**Supplied data**
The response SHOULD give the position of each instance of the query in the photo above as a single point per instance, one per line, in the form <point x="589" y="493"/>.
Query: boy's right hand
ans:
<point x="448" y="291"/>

--

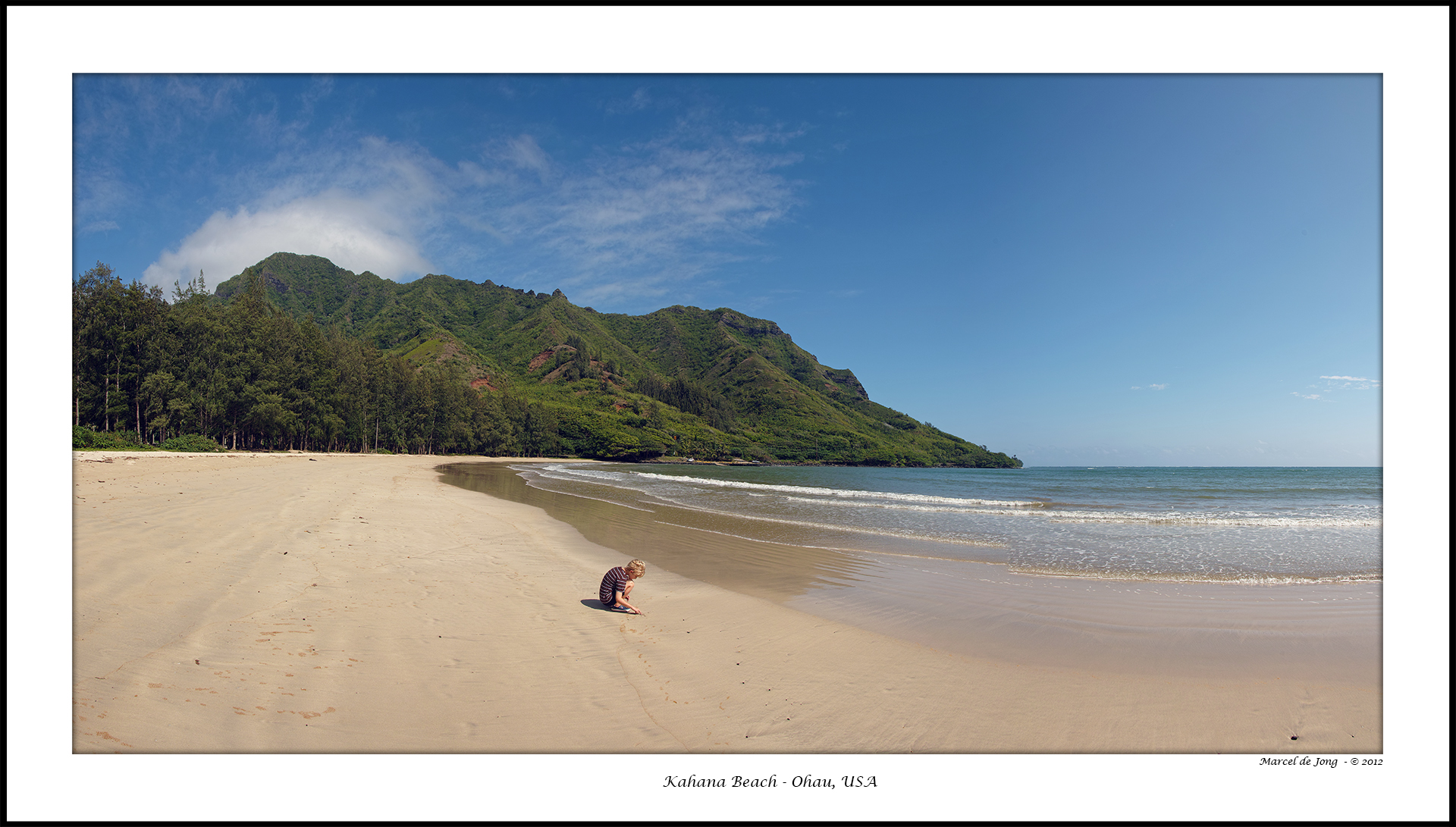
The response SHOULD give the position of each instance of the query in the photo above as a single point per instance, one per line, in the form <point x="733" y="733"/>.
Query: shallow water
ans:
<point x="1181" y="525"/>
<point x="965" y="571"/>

--

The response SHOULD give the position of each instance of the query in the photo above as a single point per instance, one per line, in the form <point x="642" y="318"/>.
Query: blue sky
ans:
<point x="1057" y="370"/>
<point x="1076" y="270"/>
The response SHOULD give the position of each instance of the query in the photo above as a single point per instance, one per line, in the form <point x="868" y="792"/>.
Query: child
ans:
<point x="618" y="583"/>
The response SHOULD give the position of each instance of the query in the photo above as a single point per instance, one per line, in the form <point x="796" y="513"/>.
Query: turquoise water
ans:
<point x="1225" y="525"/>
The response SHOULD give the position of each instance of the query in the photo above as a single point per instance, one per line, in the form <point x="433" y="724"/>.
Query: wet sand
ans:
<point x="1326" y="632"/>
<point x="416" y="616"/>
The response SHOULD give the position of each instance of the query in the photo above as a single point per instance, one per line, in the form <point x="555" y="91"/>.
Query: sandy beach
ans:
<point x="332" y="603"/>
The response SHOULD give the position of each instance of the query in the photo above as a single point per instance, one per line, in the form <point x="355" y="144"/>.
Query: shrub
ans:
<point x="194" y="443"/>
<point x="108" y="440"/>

**Work required**
Return each line of the material above that contains the word "water", copied in full.

**Response to this exercise**
Query: shallow water
Query: turquoise water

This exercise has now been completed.